## What you need to do
Will you quote precisely the lines that run from the top of the material below to the line containing "TARGET = black tire", both ends included?

## Provided records
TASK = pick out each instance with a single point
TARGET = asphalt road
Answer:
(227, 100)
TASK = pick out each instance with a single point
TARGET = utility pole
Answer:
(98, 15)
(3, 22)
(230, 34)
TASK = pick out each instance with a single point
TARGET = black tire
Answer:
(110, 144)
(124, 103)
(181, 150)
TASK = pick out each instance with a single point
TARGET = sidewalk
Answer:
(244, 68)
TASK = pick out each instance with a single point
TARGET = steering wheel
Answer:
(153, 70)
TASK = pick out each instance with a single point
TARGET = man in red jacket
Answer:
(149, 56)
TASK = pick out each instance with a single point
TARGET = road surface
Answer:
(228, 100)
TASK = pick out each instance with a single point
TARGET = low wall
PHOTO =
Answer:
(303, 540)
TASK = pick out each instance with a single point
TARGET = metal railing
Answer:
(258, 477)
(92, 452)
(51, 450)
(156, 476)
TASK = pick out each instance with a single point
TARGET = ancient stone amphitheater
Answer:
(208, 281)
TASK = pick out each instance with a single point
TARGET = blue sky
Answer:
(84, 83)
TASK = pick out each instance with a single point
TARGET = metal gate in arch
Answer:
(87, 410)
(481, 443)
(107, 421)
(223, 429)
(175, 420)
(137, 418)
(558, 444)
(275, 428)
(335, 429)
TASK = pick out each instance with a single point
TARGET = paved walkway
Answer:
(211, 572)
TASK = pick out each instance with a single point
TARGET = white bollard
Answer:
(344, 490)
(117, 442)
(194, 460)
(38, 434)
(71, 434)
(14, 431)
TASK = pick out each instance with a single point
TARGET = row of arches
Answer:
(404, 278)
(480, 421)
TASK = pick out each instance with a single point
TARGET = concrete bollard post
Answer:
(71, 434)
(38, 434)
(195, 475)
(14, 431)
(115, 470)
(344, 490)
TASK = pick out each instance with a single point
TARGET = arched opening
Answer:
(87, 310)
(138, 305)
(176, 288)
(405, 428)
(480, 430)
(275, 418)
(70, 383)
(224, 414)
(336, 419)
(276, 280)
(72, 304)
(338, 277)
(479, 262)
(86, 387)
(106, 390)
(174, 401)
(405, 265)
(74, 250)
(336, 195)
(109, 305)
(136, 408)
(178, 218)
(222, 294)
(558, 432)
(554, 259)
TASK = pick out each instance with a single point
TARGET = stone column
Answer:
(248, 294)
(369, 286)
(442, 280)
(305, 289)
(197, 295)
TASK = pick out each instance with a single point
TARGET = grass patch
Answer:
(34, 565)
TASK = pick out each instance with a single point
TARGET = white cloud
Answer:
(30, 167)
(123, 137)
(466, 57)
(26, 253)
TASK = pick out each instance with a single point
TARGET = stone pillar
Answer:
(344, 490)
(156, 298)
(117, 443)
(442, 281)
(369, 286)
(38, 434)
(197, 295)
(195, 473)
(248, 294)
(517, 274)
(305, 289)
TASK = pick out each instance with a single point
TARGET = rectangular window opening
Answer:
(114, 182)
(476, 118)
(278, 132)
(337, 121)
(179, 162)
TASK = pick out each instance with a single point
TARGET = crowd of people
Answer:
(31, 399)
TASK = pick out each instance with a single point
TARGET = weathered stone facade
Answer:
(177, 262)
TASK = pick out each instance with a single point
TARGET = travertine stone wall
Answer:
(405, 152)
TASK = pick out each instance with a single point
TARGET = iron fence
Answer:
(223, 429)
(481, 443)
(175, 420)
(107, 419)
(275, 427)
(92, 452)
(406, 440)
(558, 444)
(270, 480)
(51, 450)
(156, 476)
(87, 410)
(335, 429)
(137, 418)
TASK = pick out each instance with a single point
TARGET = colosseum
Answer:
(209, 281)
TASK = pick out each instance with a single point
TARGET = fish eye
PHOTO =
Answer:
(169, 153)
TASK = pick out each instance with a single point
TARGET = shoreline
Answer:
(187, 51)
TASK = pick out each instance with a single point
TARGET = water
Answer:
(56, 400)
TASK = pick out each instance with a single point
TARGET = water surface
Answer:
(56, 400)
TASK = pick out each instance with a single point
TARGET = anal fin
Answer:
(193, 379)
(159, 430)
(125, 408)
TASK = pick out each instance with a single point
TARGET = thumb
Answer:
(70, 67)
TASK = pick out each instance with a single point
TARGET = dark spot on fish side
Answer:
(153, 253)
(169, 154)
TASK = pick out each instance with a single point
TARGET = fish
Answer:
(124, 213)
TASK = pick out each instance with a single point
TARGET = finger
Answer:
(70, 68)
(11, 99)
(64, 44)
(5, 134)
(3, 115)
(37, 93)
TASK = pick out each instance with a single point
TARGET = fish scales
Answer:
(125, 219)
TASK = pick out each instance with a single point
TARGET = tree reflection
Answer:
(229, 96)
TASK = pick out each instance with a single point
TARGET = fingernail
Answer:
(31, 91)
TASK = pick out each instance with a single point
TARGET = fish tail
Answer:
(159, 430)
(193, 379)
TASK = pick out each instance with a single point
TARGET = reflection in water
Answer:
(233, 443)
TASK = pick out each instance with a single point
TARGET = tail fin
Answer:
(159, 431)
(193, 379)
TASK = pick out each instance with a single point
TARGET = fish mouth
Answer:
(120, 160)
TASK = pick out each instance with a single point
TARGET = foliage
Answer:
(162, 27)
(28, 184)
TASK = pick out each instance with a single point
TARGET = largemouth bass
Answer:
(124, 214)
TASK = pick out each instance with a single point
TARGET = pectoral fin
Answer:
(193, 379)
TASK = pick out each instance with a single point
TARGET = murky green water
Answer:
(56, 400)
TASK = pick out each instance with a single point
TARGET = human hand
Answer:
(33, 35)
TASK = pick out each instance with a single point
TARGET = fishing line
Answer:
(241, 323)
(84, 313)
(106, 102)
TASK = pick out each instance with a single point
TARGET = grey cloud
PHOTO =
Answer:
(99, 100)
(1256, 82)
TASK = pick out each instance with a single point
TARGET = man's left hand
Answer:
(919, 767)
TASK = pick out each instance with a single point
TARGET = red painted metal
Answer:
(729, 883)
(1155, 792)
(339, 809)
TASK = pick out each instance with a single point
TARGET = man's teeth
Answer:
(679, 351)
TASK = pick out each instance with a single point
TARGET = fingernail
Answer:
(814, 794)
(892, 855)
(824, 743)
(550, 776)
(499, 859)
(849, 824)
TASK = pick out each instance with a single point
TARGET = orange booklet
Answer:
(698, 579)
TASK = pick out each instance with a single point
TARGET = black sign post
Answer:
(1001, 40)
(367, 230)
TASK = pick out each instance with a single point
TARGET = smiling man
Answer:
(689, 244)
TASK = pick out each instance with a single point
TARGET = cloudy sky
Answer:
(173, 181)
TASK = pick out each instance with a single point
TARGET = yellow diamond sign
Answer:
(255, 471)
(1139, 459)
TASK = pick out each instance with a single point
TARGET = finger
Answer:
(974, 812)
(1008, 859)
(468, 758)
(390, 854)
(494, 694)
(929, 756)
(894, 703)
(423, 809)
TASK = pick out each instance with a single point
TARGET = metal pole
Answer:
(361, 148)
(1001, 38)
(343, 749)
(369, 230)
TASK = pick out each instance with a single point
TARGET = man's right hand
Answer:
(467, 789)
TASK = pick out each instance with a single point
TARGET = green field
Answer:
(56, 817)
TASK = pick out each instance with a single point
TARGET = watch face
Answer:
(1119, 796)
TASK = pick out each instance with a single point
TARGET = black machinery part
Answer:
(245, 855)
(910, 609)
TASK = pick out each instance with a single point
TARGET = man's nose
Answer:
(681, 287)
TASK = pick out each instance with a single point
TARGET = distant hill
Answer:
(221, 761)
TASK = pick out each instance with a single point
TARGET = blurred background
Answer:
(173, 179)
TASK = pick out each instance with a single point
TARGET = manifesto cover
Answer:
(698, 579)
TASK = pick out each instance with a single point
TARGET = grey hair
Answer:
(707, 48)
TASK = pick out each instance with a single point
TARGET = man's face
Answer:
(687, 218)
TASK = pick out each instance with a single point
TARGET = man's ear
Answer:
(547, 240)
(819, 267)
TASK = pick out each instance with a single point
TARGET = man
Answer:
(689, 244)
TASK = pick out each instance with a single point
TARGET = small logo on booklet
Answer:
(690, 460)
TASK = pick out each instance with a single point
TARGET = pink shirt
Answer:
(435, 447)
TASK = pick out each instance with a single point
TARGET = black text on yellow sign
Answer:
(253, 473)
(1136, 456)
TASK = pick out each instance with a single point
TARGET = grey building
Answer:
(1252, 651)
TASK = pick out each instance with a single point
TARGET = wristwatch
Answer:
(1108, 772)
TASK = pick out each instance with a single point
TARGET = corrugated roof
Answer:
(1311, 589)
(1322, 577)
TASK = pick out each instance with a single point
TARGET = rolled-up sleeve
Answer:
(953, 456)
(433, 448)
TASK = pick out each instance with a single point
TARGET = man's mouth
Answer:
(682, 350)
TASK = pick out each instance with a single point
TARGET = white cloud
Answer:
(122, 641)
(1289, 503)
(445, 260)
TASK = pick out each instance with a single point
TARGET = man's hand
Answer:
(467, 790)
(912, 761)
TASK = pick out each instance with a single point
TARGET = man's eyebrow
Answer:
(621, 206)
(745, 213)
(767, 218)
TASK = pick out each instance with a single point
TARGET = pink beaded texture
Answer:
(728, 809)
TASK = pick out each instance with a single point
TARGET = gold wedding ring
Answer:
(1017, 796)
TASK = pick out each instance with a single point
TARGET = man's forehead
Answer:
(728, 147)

## Reply to the exercise
TASK = pick out each instance with a single point
TARGET = asphalt road
Answer:
(227, 100)
TASK = pick out each instance with a single point
TARGET = utility pole
Answer:
(98, 15)
(3, 22)
(230, 34)
TASK = pick out each instance with a single point
TARGET = black tire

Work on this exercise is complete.